● **Text section**
=== Section Start ===

Seven weeks or so ago Megan began experiencing numbness in her right arm. She began also to experience numbness in waist, right side and right leg and foot. A crappy doctor told her it was diet coke or a pinched nerve. A chiropractor began work to perhaps decompress a nerve in her cervical spine. My brother told us to put a stop to this until seeing a neurologist and having an MRI. At first the neurologist (Duke, Harvard and Emory trained) was doubtful, pre MRI, that Megan had MS, a possibility both my brother and he had mentioned, but wanted to be positive. But given the MRI results, the results of a nerve conductivity study, the symptoms paired with the location of the lesions on Megan's spine along with his experience diagnosing Multiple Sclerosis, this once-skeptical neurologist (and my brother whom I'd sent the MRI images) concluded with 95 percent certainty that Megan has symptoms and MRI results consistent with Multiple Sclerosis (Latin "many scars"). The good news is there were no lesions or plaques on her brain, no new lesions which means I suppose we caught it early. The bad news is she most likely has this degenerative disease. The good news is 55 percent of folk don't have a recurrence of symptoms. The bad news is we just don't know if things will go well or poorly.
Multiple Sclerosis is an auto immune disease. The immune system attacks the nervous system. No one knows why. I think this is correct. I'm still learning.
On Wednesday Megan will have a spinal tap (lumbar puncture is the euphemism) to rule out infection as a possible cause. Given no other explanation arises, she will begin interferon soon to reduce chances of further damage to the mielyn sheaths, the fatty substance insulating nerves as rubber does electrical cords. If we take our chances and wait for a second wave of problems to really solidify our already very solid evidence then we risk another (perhaps weakening) attack. The downside is interferon is lifelong, from what I understand, and is possibly very hard on the liver over the long term.
We need wisdom. We need your prayers. We need simply to treat this season of our lives as one purposed for sanctification and His Glory. How do we do Psalm 40? This is the chapter of scripture we've been teaching our children for about a year now for seasons when we must wait patiently in what I can only imagine was a disgusting pit impossible to escape without God. So we are in at least an inescapable, by our own power, pit.
And also how do I behave and pray and lead in this time? I don't want to lead out of fear but out of grace. I also don't want to lead out of or lean on my own understanding, but out of and on grace. I pray you'll pray for grace. Amazing grace in our lives.
Megan so nicely in a beautiful light moment commented on times in human lives where there's a turning, shift, of varying seismic proportions but of such great significance that one looks back at that point when life is changed forever. We have our life before MS. Now we have our life after MS. Now we find a new normal. Or perhaps the great shift is great fear up against God's healing in the face of medical analysis. Maybe it'll just all go away and we'll look back on this time as that in which God simply said "enough" and let our boat sail on through. He has great and perfect purposes. We'll see or maybe not but regardless may He be glorified, we sanctified and you alongside us, please, praying.

=== Section End ===

● **Task brief**
Update the part of the post about Megan's diagnosis starting at "Megan so nicely" and ending at "us, please, praying." by changing "boat" to "ship", and write out the revised passage in full.

[Extracted data entries]
=== Section Start ===

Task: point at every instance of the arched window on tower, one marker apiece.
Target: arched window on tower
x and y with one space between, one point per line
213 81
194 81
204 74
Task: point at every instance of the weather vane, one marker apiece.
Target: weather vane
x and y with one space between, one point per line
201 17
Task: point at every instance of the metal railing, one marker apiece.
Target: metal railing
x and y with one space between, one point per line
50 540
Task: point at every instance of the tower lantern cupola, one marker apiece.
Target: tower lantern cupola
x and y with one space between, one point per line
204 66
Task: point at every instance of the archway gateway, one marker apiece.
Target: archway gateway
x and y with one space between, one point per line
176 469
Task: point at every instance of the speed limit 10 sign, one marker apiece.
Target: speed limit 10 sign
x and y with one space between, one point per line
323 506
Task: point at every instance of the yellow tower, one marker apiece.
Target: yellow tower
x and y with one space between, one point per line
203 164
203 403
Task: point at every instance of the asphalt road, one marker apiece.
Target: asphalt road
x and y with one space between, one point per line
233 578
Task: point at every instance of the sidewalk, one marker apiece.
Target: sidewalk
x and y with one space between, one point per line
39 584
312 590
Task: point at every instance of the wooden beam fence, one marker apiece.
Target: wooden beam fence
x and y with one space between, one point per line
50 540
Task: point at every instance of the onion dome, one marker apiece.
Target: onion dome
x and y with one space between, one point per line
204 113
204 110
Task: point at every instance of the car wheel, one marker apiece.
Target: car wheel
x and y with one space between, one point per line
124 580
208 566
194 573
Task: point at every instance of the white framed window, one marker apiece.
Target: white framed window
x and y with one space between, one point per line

=== Section End ===

● **Exercise answer**
Megan so nicely in a beautiful light moment commented on times in human lives where there's a turning, shift, of varying seismic proportions but of such great significance that one looks back at that point when life is changed forever. We have our life before MS. Now we have our life after MS. Now we find a new normal. Or perhaps the great shift is great fear up against God's healing in the face of medical analysis. Maybe it'll just all go away and we'll look back on this time as that in which God simply said "enough" and let our ship sail on through. He has great and perfect purposes. We'll see or maybe not but regardless may He be glorified, we sanctified and you alongside us, please, praying.